**** Data rows

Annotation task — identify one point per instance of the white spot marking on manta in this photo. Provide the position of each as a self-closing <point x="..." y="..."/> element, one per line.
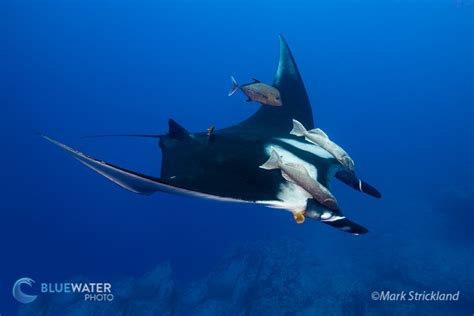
<point x="308" y="147"/>
<point x="326" y="215"/>
<point x="334" y="218"/>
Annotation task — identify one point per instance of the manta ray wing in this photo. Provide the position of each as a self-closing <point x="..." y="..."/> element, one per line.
<point x="133" y="181"/>
<point x="276" y="121"/>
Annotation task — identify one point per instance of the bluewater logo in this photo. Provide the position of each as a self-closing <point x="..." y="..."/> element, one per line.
<point x="91" y="291"/>
<point x="18" y="293"/>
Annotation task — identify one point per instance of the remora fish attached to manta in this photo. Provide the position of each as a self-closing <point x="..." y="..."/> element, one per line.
<point x="194" y="166"/>
<point x="298" y="174"/>
<point x="258" y="92"/>
<point x="318" y="137"/>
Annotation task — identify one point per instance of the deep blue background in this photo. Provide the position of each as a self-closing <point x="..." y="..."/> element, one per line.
<point x="392" y="82"/>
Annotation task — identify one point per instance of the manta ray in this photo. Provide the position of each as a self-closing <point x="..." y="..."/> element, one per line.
<point x="224" y="165"/>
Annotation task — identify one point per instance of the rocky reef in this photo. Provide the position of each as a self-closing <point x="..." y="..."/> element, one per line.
<point x="281" y="277"/>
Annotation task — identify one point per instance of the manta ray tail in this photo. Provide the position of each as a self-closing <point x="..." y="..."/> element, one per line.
<point x="348" y="226"/>
<point x="123" y="135"/>
<point x="234" y="87"/>
<point x="354" y="182"/>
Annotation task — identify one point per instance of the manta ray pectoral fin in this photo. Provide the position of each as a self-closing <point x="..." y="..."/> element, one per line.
<point x="319" y="132"/>
<point x="351" y="180"/>
<point x="126" y="179"/>
<point x="130" y="180"/>
<point x="346" y="225"/>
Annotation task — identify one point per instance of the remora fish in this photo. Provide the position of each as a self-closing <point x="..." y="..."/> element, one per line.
<point x="226" y="169"/>
<point x="298" y="174"/>
<point x="318" y="137"/>
<point x="258" y="92"/>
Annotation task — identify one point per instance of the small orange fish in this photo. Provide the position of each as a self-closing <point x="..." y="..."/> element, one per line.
<point x="258" y="92"/>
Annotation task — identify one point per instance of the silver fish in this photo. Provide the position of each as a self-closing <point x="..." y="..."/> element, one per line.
<point x="318" y="137"/>
<point x="258" y="92"/>
<point x="298" y="174"/>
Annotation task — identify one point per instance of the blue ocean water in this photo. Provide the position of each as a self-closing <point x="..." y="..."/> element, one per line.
<point x="392" y="81"/>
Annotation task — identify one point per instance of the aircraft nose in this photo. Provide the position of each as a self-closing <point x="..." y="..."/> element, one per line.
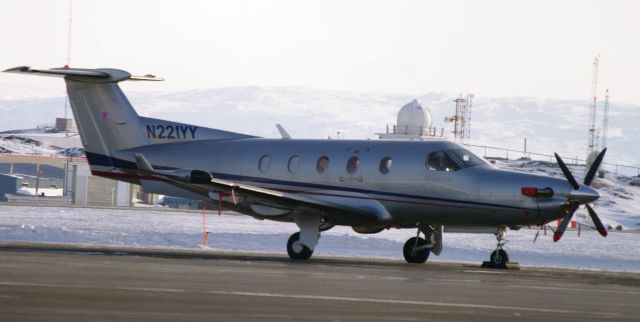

********

§ **Do this**:
Could you render every line of the items above as a numbered list, skipping any blank lines and leaving out the pictures?

§ **Complete answer**:
1. Annotation task — identify one point per instance of the white spot marking on manta in this photo. Provide the position of each as a self-closing <point x="..." y="..."/> element, one per line.
2. <point x="308" y="147"/>
3. <point x="326" y="215"/>
4. <point x="334" y="218"/>
5. Annotation task — identify one point per instance of the manta ray wing in this photo. Provide the position of each as a self-closing <point x="..." y="..."/> element, one per line.
6. <point x="133" y="181"/>
7. <point x="276" y="121"/>
8. Annotation task — identify one point per instance of the bluewater logo in this photo. Provide the position of each as a self-closing <point x="..." y="..."/> element, one per line.
9. <point x="91" y="291"/>
10. <point x="18" y="293"/>
11. Annotation task — identify one point per instance of the remora fish attached to manta in this photo. Provide the position of each as a self-closing <point x="..." y="..."/> element, one per line.
12. <point x="194" y="166"/>
13. <point x="298" y="174"/>
14. <point x="258" y="92"/>
15. <point x="318" y="137"/>
16. Annotation task — identify one point per instance of the deep blue background in this photo. Provide the position of each as a self-closing <point x="..." y="..."/> element, one per line.
17. <point x="392" y="82"/>
18. Annotation task — identify one point per instance of the manta ray in this photo. Provide the position of each as a self-closing <point x="..." y="..."/> element, one per line.
19. <point x="224" y="165"/>
20. Annotation task — identify one point per instance of the rocky reef in this photo. Provide the position of each as a self-closing <point x="..." y="..."/> element, one per line.
21. <point x="281" y="277"/>
22. Annotation task — identify one point per instance of the manta ray tail in this photo. Provide the position of each as a self-closing <point x="..." y="..."/> element, one per line.
23. <point x="348" y="226"/>
24. <point x="123" y="135"/>
25. <point x="234" y="87"/>
26. <point x="354" y="182"/>
27. Annotation task — identify one point per instance of the manta ray pectoral fin in this photo. Provide the position of each as a self-closing <point x="..." y="..."/> element, one per line.
28. <point x="319" y="132"/>
29. <point x="351" y="180"/>
30. <point x="126" y="179"/>
31. <point x="130" y="180"/>
32. <point x="346" y="225"/>
33. Annotation task — identify one point per instance of the remora fish in this photo. Provide the position of each as a self-closing <point x="..." y="..."/> element, one per line.
34. <point x="226" y="169"/>
35. <point x="298" y="174"/>
36. <point x="318" y="137"/>
37. <point x="258" y="92"/>
38. Annotation task — identify one point per instance of the small orange fish in this photo. Provide the position of each as a self-closing <point x="..." y="..."/> element, one per line.
39. <point x="258" y="92"/>
40. Annotation task — identify one point per instance of the silver fish in this photo. Provide the position of each as a self-closing <point x="..." y="..."/> element, one per line.
41. <point x="318" y="137"/>
42. <point x="258" y="92"/>
43. <point x="298" y="174"/>
44. Annotation task — identify one point per instance of the blue ocean water in this photo. Provide the position of each as a self-closing <point x="..." y="..."/> element, one per line.
45. <point x="392" y="81"/>
46. Annotation task — identify one point per instance of the aircraft nose in this photo. Provide the position of each as a self-closing <point x="..." y="..."/> element, one per line.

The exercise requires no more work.